#### TO DO:
Copy out, from the entries below, each line that holds the string "denim".

☆ ☆ ☆ ☆

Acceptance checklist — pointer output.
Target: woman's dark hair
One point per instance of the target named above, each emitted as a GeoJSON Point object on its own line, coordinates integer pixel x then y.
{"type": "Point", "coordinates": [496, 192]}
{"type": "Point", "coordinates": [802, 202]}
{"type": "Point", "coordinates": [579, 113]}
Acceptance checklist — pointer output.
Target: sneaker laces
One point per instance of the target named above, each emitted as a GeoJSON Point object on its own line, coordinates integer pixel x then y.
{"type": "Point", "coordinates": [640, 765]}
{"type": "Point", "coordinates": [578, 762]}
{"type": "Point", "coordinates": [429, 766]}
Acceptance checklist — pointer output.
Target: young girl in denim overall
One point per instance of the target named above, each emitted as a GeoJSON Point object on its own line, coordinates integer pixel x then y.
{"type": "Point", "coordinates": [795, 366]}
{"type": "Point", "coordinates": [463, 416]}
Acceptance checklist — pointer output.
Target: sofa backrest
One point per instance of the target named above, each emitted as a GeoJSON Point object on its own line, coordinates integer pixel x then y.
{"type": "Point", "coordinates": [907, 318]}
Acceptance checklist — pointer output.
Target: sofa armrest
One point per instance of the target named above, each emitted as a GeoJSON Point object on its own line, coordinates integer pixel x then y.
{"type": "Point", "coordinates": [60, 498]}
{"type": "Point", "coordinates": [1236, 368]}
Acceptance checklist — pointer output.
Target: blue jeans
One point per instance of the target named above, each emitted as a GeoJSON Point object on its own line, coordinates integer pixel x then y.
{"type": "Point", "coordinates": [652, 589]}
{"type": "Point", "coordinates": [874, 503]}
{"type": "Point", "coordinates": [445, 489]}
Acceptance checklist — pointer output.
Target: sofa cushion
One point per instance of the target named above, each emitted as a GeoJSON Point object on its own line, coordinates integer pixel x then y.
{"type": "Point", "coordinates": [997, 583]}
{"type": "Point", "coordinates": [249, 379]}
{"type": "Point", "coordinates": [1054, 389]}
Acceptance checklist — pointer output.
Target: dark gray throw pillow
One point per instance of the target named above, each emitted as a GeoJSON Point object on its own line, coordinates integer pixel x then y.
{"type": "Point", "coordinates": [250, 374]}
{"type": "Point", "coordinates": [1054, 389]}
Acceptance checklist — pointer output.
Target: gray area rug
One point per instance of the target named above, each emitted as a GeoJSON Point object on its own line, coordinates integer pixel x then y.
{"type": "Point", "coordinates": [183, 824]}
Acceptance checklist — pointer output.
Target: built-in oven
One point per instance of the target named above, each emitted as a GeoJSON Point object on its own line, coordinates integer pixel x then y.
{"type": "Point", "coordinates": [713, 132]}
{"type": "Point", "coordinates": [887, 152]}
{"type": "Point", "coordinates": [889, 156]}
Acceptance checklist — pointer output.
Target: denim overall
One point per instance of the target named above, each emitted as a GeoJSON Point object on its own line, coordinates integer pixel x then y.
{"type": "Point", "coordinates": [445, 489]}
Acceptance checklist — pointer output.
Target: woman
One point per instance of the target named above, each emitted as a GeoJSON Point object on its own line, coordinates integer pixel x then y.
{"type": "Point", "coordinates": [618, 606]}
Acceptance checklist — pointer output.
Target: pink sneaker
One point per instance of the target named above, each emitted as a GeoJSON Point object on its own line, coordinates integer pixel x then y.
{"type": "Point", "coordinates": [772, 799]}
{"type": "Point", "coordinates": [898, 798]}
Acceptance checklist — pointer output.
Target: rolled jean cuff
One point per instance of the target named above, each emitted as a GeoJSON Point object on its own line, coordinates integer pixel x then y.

☆ ☆ ☆ ☆

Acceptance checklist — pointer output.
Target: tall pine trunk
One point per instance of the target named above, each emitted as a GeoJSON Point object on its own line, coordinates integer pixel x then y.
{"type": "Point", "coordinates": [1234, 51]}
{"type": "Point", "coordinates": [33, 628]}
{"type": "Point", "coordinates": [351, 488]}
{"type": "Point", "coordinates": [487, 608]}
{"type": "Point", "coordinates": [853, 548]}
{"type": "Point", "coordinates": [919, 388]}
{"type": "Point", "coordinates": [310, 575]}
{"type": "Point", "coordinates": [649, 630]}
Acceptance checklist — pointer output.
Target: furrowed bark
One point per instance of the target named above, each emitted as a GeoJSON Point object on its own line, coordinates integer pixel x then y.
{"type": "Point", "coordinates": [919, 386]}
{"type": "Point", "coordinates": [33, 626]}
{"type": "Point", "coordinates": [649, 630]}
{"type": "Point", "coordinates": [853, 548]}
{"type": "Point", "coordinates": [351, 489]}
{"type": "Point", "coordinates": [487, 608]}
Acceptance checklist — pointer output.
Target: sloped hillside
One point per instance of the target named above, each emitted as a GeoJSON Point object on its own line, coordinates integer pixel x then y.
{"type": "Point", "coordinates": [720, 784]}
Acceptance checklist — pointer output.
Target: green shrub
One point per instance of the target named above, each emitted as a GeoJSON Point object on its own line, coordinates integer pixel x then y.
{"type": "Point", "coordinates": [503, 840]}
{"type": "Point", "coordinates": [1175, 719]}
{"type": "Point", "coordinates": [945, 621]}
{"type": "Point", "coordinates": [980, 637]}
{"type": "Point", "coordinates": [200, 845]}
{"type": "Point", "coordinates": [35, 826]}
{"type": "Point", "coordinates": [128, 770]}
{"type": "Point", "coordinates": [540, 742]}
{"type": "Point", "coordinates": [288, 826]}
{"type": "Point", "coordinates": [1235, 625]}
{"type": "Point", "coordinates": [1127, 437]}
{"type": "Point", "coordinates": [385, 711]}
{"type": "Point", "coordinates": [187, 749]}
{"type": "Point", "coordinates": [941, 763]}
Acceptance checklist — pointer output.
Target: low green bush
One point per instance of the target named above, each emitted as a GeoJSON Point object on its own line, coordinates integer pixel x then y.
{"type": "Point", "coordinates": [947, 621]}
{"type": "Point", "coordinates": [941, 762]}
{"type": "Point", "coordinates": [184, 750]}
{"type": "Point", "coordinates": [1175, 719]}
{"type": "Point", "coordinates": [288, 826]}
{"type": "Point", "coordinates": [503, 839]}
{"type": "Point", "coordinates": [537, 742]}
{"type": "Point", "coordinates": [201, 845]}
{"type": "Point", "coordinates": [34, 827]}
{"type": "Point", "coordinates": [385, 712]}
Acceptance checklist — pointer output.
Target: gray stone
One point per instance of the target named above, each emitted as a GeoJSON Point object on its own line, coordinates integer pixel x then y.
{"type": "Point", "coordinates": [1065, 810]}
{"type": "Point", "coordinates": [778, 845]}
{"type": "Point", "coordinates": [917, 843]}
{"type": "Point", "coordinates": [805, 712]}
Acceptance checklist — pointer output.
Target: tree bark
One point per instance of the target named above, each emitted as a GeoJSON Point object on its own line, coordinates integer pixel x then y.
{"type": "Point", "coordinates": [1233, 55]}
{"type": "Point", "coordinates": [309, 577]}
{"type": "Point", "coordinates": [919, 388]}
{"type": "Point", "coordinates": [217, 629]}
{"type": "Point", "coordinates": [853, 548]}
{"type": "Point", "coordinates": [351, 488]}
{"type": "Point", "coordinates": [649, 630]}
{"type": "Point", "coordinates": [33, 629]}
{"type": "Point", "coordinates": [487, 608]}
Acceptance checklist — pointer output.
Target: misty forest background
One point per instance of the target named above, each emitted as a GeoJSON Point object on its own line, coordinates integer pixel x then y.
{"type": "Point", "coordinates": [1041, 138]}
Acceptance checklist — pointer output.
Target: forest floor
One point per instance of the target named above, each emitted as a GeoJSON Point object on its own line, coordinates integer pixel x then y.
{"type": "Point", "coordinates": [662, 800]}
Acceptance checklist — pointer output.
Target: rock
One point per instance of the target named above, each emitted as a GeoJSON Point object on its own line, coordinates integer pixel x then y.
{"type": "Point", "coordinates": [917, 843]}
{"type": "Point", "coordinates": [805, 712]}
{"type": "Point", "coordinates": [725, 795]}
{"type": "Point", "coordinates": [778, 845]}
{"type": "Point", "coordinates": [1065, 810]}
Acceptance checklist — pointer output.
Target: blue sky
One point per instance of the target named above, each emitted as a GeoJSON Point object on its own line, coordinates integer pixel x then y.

☆ ☆ ☆ ☆

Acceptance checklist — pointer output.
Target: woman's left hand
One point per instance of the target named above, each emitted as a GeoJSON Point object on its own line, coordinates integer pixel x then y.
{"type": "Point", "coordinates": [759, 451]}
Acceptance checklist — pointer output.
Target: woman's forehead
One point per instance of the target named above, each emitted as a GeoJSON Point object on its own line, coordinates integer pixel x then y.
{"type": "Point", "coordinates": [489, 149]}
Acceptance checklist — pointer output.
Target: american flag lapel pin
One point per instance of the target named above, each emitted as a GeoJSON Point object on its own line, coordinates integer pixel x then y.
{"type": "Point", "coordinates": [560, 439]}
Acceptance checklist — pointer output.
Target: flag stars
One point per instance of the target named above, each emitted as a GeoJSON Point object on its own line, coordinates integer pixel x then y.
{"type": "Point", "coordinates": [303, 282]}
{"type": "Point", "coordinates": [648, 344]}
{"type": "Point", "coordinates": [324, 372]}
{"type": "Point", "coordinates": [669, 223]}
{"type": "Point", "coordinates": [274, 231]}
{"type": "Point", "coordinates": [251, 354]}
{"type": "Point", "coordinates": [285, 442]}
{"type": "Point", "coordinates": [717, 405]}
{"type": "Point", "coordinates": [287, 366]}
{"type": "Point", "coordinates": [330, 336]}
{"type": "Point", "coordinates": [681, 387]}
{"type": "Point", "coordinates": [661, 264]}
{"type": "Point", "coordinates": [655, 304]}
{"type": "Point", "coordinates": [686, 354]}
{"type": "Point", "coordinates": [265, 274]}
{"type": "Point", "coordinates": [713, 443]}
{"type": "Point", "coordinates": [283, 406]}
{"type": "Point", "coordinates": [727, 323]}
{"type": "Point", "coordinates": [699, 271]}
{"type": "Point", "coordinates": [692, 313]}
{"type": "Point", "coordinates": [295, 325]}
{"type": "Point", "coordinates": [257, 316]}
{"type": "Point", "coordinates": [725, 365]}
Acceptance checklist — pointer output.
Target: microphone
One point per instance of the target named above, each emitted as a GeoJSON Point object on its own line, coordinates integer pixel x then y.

☆ ☆ ☆ ☆

#### COMPLETED TASK:
Target: young girl in denim overall
Target: denim overall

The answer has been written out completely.